## Passage for review:
________
In a paper published last week in Trends in Ecology and Evolution, I (Barry Brook) and my colleagues argue against the idea of an ecological global-scale “tipping point”. Here, I outline the paper’s core argument, while Professor Corey Bradshaw (not an author on the study) explains what it means for conservation practice.

Locally, tipping points are real, but it’s unlikely the whole globe will go at once. (Truthout.org)

NOTE: For some counter arguments, see this HuffPo piece: Tipping Points: Can Humanity Break The Planet? What strikes me is that many of the critics apparently did not read the original article, because they’ve confused/conflated what we’ve said about ecological tipping points with those observed or forecast for the climate system. Because of the inherent global interconnectivity and physical couplings of the latter, tipping points are plausible and indeed likely for some elements, such as Arctic sea ice. Not so for biomes, we argue. If you want a PDF copy of the TREE paper, email me.

Barry Brook

We argue that at the global-scale, ecological “tipping points” and threshold-like “planetary boundaries” are improbable. Instead, shifts in the Earth’s biosphere follow a gradual, smooth pattern. This means that it might be impossible to define scientifically specific, critical levels of biodiversity loss or land-use change. This has important consequences for both science and policy.

Humans are causing changes in ecosystems across Earth to such a degree that there is now broad agreement that we live in an epoch of our own making: the Anthropocene. But the question of just how these changes will play out — and especially whether we might be approaching a planetary tipping point with abrupt, global-scale consequences — has remained unsettled.
________
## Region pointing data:
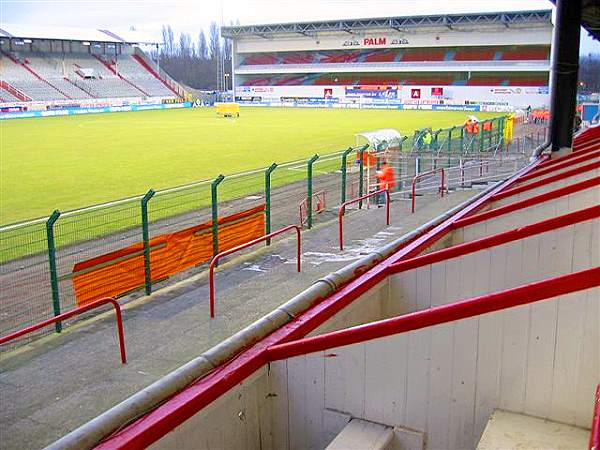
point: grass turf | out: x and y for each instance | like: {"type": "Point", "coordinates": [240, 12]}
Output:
{"type": "Point", "coordinates": [69, 162]}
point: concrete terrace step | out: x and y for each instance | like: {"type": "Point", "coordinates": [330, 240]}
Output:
{"type": "Point", "coordinates": [506, 430]}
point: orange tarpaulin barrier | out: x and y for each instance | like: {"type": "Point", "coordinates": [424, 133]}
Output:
{"type": "Point", "coordinates": [122, 271]}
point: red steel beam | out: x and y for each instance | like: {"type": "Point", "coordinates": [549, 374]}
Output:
{"type": "Point", "coordinates": [570, 157]}
{"type": "Point", "coordinates": [74, 312]}
{"type": "Point", "coordinates": [483, 304]}
{"type": "Point", "coordinates": [560, 165]}
{"type": "Point", "coordinates": [215, 260]}
{"type": "Point", "coordinates": [342, 211]}
{"type": "Point", "coordinates": [179, 408]}
{"type": "Point", "coordinates": [595, 431]}
{"type": "Point", "coordinates": [527, 202]}
{"type": "Point", "coordinates": [552, 179]}
{"type": "Point", "coordinates": [497, 239]}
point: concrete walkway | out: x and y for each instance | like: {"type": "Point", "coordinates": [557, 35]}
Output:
{"type": "Point", "coordinates": [59, 382]}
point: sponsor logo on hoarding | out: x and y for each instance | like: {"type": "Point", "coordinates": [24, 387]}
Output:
{"type": "Point", "coordinates": [374, 91]}
{"type": "Point", "coordinates": [504, 91]}
{"type": "Point", "coordinates": [375, 41]}
{"type": "Point", "coordinates": [537, 90]}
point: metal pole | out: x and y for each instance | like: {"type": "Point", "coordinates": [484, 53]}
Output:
{"type": "Point", "coordinates": [344, 175]}
{"type": "Point", "coordinates": [215, 213]}
{"type": "Point", "coordinates": [268, 173]}
{"type": "Point", "coordinates": [146, 239]}
{"type": "Point", "coordinates": [52, 263]}
{"type": "Point", "coordinates": [309, 164]}
{"type": "Point", "coordinates": [361, 175]}
{"type": "Point", "coordinates": [563, 77]}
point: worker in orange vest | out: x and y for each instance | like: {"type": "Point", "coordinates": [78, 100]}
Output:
{"type": "Point", "coordinates": [385, 180]}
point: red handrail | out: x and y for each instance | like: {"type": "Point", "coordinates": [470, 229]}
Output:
{"type": "Point", "coordinates": [74, 312]}
{"type": "Point", "coordinates": [476, 306]}
{"type": "Point", "coordinates": [342, 211]}
{"type": "Point", "coordinates": [595, 431]}
{"type": "Point", "coordinates": [421, 175]}
{"type": "Point", "coordinates": [213, 263]}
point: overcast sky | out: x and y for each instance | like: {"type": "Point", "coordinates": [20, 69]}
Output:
{"type": "Point", "coordinates": [148, 16]}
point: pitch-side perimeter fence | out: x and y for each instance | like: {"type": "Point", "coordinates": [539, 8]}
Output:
{"type": "Point", "coordinates": [42, 260]}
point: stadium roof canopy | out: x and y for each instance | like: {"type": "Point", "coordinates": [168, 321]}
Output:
{"type": "Point", "coordinates": [396, 23]}
{"type": "Point", "coordinates": [13, 31]}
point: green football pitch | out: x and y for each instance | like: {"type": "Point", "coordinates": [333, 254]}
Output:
{"type": "Point", "coordinates": [69, 162]}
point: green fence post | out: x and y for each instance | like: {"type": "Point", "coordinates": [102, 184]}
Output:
{"type": "Point", "coordinates": [146, 238]}
{"type": "Point", "coordinates": [52, 263]}
{"type": "Point", "coordinates": [361, 174]}
{"type": "Point", "coordinates": [400, 164]}
{"type": "Point", "coordinates": [416, 143]}
{"type": "Point", "coordinates": [435, 139]}
{"type": "Point", "coordinates": [309, 164]}
{"type": "Point", "coordinates": [481, 135]}
{"type": "Point", "coordinates": [268, 173]}
{"type": "Point", "coordinates": [215, 213]}
{"type": "Point", "coordinates": [344, 170]}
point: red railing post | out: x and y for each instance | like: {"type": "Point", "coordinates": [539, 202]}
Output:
{"type": "Point", "coordinates": [214, 261]}
{"type": "Point", "coordinates": [342, 211]}
{"type": "Point", "coordinates": [431, 172]}
{"type": "Point", "coordinates": [75, 312]}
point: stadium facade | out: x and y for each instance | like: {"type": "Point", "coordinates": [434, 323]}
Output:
{"type": "Point", "coordinates": [491, 59]}
{"type": "Point", "coordinates": [60, 67]}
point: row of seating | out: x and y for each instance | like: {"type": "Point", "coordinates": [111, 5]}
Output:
{"type": "Point", "coordinates": [54, 76]}
{"type": "Point", "coordinates": [458, 79]}
{"type": "Point", "coordinates": [6, 96]}
{"type": "Point", "coordinates": [504, 53]}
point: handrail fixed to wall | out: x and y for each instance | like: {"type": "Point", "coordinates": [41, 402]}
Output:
{"type": "Point", "coordinates": [215, 260]}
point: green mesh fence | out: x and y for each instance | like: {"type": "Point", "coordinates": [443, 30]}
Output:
{"type": "Point", "coordinates": [25, 297]}
{"type": "Point", "coordinates": [83, 235]}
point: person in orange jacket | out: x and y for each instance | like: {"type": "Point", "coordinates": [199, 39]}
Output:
{"type": "Point", "coordinates": [385, 180]}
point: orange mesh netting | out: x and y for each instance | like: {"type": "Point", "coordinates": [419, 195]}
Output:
{"type": "Point", "coordinates": [122, 271]}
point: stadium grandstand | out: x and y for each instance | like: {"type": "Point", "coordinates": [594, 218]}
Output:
{"type": "Point", "coordinates": [501, 58]}
{"type": "Point", "coordinates": [77, 66]}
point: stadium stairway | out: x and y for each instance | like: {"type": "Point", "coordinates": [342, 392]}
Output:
{"type": "Point", "coordinates": [39, 88]}
{"type": "Point", "coordinates": [112, 69]}
{"type": "Point", "coordinates": [82, 374]}
{"type": "Point", "coordinates": [142, 62]}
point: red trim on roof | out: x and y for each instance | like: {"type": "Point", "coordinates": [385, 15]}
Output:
{"type": "Point", "coordinates": [174, 411]}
________
## Work request:
Extend the piece on global ecological tipping points, picking up after its final sentence.

## Answer area:
A tipping point occurs when an ecosystem attribute, such as species abundance or carbon sequestration, responds abruptly and possibly irreversibly to a human pressure, such as land-use or climate change. Many local- and regional-level ecosystems, such as lakes,forests and grasslands, behave this way. Recently however, there have been several efforts to define ecological tipping points at the global scale.

At a local scale, there are definitely warning signs that an ecosystem is about to “tip”. For the terrestrial biosphere, tipping points might be expected if ecosystems across Earth respond in similar ways to human pressures and these pressures are uniform, or if there are strong connections between continents that allow for rapid diffusion of impacts across the planet.

These criteria are, however, unlikely to be met in the real world.

First, ecosystems on different continents are not strongly connected. Organisms are limited in their movement by oceans and mountain ranges, as well as by climatic factors, and while ecosystem change in one region can affect the global circulation of, for example, greenhouse gases, this signal is likely to be weak in comparison with inputs from fossil fuel combustion and deforestation.

Second, the responses of ecosystems to human pressures like climate change or land-use change depend on local circumstances and will therefore differ between locations. From a planetary perspective, this diversity in ecosystem responses creates an essentially gradual pattern of change, without any identifiable tipping points.

This puts into question attempts to define critical levels of land-use change or biodiversity loss scientifically.

Why does this matter? Well, one concern we have is that an undue focus on planetary tipping points may distract from the vast ecological transformations that have already occurred.

After all, as much as four-fifths of the biosphere is today characterised by ecosystems that locally, over the span of centuries and millennia, have undergone human-driven regime shifts of one or more kinds.

Recognising this reality and seeking appropriate conservation efforts at local and regional levels might be a more fruitful way forward for ecology and global change science.